The question is:
Prove that: $2tan^{-1}2=\pi-cos^{-1}\frac{3}{5}$ Hint: use the fact that $tan(\pi-x)=-tanx$
I did the question without using the Hint, but I don't know how to do it using the hint.
Quick working out of what I've done:
\begin{aligned} \text { If } \theta &=\tan ^{-1} 2 \\ \tan \theta &=2 \\ 0 & < \theta < \frac{\pi}{2} \end{aligned}
\begin{aligned} \cos 2 \theta &=2 \cos ^{2} \theta-1 \\ &=2 \times\left(\frac{2}{\sqrt{5}}\right)^{2}-1 \\ &=\frac{3}{5} \\ 2 \theta =& \cos ^{-1} \frac{3}{5}, \quad \text { since } 0 < 2\theta < \pi \end{aligned}
\begin{array}{l} 2 \tan ^{-1} 2=\cos ^{-1} \frac{3}{5} \text { . } \\ \text { Note: } \cos ^{-1} x \text { has point symmetry } \\ \text { in }\left(0, \frac{\pi}{2}\right) \text { . } \end{array}
$$ \begin{array}{l} \cos ^{-1} x+\cos ^{-1}(-x)=\pi \\ \cos ^{-1} \frac{3}{5}=\pi-\cos ^{-1}\left(-\frac{3}{5}\right) \\ \therefore \quad 2 \tan ^{-1} 2=\pi-\cos ^{-1}\left(-\frac{3}{5}\right) \end{array} $$
But I didn't use the Hint given in the question for this working out. How do I use the hint? Thank you !

- [SHORT EXERCISE 1]
Answer these questions from the trigonometry post:
(a) What fact does the hint say to use?
(b) What value does the poster obtain for cos 2θ?
(c) Between which bounds does the poster place θ?
The trigonometry post and the stored entries are unrelated materials.

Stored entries
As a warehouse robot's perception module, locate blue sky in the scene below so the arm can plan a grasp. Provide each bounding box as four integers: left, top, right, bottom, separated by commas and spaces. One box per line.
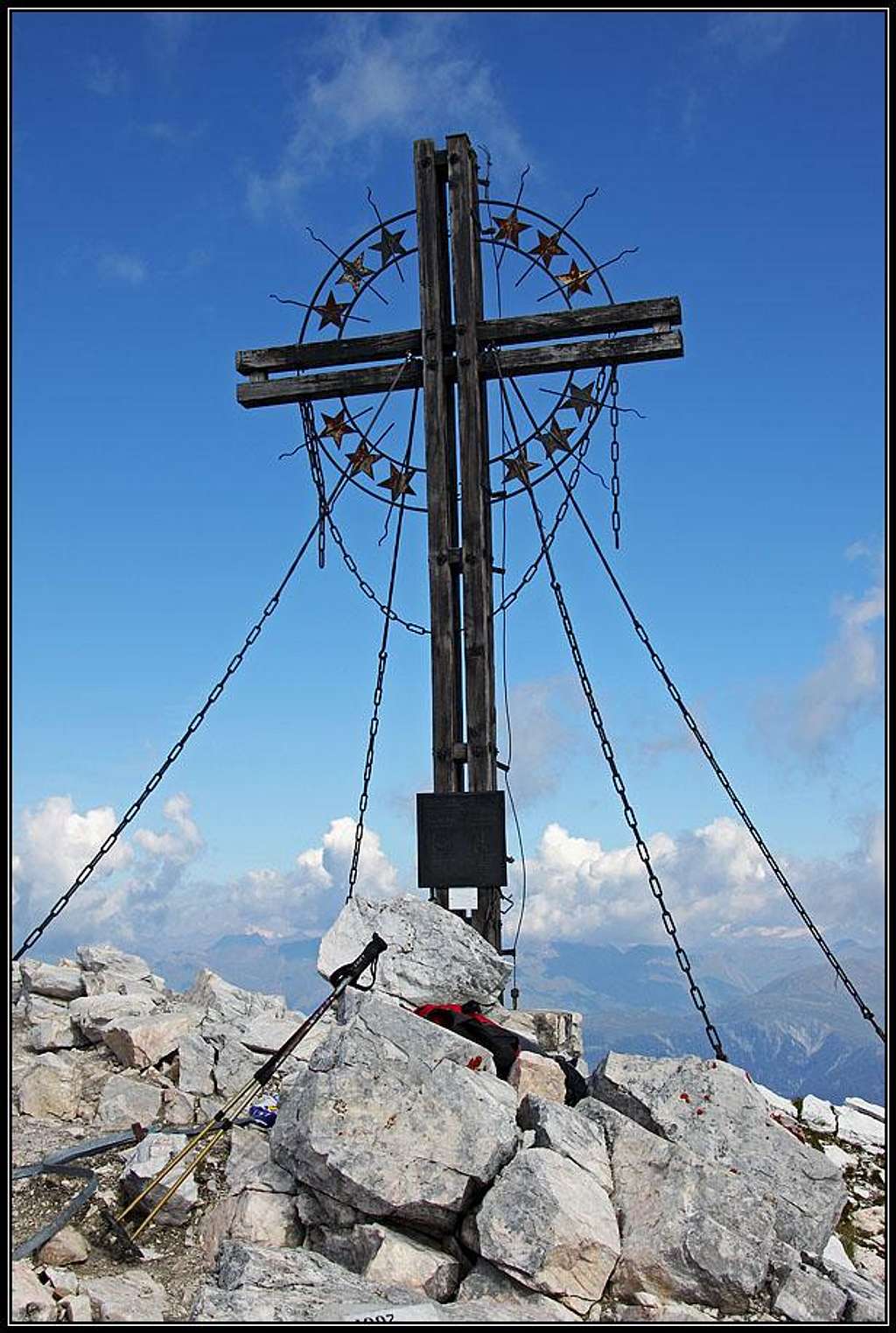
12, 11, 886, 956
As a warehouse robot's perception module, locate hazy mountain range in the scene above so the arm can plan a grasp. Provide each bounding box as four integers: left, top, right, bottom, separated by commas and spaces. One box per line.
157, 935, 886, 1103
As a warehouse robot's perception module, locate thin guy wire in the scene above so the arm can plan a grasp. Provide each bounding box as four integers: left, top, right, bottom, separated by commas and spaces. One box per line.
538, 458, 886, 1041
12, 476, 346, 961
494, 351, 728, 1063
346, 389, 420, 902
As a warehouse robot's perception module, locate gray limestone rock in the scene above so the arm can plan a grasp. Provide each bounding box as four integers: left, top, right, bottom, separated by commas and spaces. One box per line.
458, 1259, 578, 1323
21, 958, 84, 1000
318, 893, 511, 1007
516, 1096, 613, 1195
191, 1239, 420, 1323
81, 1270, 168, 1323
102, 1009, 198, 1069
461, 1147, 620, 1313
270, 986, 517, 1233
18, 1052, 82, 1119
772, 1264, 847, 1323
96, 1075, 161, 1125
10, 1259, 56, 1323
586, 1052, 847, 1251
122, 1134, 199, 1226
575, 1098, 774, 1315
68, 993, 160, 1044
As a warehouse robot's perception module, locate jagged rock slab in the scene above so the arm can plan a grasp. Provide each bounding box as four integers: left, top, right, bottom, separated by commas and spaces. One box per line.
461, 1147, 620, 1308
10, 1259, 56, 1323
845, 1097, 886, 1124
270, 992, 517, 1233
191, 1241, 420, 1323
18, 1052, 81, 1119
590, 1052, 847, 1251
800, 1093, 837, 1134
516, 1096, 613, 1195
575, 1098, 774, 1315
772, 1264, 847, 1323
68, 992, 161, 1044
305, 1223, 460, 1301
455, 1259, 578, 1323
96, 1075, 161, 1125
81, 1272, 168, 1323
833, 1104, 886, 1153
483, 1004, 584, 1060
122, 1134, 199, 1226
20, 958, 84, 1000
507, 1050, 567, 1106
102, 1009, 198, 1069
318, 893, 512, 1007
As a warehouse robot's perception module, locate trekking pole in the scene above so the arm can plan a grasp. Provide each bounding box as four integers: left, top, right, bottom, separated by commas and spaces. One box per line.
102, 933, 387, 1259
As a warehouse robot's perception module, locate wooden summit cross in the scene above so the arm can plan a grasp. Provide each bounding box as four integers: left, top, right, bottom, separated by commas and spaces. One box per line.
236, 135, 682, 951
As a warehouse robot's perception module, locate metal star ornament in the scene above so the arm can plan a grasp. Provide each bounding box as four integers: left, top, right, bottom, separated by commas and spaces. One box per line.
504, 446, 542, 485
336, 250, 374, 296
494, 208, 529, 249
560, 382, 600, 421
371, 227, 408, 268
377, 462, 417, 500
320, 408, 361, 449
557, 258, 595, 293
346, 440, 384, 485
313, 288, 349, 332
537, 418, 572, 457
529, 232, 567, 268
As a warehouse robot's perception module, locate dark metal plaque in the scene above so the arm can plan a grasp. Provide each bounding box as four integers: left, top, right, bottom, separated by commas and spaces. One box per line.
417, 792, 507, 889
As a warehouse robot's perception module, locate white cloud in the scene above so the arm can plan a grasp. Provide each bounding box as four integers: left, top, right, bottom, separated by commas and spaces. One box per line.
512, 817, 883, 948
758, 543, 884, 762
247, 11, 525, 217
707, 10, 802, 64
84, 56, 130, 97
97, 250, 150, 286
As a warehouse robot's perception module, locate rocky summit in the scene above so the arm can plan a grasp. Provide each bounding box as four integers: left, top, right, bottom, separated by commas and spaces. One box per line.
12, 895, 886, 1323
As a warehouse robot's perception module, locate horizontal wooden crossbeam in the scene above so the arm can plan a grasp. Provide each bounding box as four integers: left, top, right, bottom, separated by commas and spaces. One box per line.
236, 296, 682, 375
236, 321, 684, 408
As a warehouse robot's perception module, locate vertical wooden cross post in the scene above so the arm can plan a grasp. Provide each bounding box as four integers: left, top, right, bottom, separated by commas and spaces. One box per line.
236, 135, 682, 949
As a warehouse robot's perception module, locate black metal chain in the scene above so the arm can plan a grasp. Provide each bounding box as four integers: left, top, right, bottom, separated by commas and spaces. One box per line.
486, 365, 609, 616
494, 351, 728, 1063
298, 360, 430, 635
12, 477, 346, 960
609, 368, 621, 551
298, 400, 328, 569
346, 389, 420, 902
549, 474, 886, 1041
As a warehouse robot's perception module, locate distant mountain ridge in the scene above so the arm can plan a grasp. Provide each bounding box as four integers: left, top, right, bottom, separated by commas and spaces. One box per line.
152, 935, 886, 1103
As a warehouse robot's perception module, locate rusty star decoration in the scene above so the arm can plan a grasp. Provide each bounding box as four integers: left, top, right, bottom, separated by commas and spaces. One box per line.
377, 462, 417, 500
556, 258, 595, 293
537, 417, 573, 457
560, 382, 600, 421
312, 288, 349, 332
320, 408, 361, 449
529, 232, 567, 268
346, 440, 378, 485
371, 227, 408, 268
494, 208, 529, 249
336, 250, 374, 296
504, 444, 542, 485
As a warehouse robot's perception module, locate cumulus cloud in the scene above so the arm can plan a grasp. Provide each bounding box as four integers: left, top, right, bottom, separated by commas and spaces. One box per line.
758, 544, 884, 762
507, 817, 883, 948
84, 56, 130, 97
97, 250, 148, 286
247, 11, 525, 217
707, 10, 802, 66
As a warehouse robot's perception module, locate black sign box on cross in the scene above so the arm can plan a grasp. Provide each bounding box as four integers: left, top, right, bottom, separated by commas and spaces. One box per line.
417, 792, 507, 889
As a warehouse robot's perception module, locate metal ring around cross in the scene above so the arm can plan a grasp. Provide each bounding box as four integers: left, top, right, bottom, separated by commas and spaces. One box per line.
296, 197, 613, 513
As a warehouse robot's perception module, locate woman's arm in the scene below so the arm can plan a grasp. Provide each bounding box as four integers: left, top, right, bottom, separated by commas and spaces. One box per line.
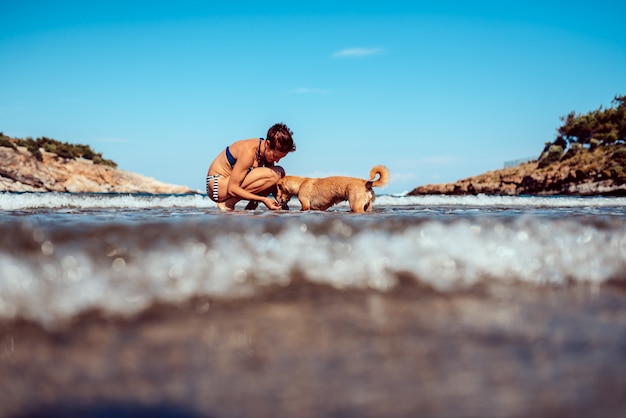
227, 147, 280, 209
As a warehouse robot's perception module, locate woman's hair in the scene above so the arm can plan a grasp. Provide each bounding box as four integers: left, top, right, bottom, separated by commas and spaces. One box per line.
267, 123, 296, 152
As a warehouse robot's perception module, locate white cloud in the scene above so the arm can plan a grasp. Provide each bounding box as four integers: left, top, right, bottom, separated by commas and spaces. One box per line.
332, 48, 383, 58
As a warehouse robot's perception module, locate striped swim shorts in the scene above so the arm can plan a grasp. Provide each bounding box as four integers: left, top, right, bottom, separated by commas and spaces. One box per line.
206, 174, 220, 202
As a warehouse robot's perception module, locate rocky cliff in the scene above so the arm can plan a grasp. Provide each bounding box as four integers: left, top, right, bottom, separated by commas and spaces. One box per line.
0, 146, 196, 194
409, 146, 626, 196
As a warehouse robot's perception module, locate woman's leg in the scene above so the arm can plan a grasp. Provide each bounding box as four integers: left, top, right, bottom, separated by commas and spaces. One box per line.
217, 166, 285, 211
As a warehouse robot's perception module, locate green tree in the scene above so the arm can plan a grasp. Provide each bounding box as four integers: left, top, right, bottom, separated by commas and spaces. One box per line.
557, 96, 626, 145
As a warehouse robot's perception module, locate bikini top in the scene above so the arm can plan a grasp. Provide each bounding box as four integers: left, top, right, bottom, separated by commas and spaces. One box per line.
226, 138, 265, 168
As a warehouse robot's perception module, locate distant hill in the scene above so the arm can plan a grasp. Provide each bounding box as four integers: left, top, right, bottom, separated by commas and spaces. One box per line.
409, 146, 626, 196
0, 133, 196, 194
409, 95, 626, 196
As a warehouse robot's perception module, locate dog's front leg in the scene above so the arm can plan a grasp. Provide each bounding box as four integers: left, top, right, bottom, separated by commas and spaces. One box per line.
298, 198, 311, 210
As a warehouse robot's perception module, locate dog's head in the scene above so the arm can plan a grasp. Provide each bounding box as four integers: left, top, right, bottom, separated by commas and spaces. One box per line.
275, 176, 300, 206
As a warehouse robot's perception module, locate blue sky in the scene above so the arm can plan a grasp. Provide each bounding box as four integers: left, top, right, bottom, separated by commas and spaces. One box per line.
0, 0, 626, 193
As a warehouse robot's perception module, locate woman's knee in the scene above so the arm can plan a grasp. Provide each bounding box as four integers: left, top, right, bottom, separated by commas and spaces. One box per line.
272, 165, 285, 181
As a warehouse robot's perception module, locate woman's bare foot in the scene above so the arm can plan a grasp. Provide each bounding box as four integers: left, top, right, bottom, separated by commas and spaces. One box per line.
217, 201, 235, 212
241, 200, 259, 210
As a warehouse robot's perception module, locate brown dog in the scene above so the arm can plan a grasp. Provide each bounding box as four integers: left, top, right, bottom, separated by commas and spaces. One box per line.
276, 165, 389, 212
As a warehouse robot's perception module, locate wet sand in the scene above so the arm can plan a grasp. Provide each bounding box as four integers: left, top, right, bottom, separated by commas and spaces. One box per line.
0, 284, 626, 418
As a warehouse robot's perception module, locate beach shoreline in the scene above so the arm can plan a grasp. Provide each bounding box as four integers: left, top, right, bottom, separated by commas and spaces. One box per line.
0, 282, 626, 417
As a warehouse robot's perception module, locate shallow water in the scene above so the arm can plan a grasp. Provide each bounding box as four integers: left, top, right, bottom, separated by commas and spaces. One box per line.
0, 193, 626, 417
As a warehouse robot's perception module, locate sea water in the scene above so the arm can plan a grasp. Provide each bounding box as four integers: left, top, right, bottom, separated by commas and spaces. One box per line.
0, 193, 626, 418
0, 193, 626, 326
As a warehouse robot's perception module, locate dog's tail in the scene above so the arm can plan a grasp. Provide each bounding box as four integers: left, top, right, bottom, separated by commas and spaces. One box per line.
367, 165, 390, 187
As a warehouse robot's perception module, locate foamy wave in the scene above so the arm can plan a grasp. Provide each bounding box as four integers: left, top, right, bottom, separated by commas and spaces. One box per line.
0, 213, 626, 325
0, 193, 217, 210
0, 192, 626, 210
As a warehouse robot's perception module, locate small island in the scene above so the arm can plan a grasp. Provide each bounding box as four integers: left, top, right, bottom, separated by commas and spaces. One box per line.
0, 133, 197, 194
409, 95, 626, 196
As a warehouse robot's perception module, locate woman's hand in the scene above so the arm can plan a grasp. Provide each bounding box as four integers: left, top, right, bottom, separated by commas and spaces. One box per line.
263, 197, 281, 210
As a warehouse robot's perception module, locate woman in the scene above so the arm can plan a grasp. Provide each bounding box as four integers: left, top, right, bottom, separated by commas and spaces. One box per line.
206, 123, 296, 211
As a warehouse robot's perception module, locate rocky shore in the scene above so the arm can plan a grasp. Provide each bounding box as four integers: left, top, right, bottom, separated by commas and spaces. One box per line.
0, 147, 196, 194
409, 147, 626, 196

- [SHORT EXERCISE 2] Multiply every bounding-box coordinate in the answers of the records by 0.7, rounding to whole numbers with halves rounded up, in the part that opens with the line containing "As a warehouse robot's perception module, locate beach" and closes with the line containing "0, 193, 626, 417". Give only those lines again, requests included.

- [EXERCISE SOLUTION 1]
(a) tan(π − x) = −tan x
(b) 3/5
(c) 0 < θ < π/2

- [EXERCISE SOLUTION 2]
As a warehouse robot's perception module, locate beach shoreline in the scene above so the arm can plan a grasp. Provide each bounding box as four integers: left, top, right, bottom, separated by commas and spaces. One box per line.
0, 197, 438, 292
As a warehouse robot's perception module, locate shallow water in the scene above so the arm can plan a grasp. Provide each bounding box as four integers: left, top, right, bottom, separated by commas and spaces. One box per line.
0, 135, 438, 292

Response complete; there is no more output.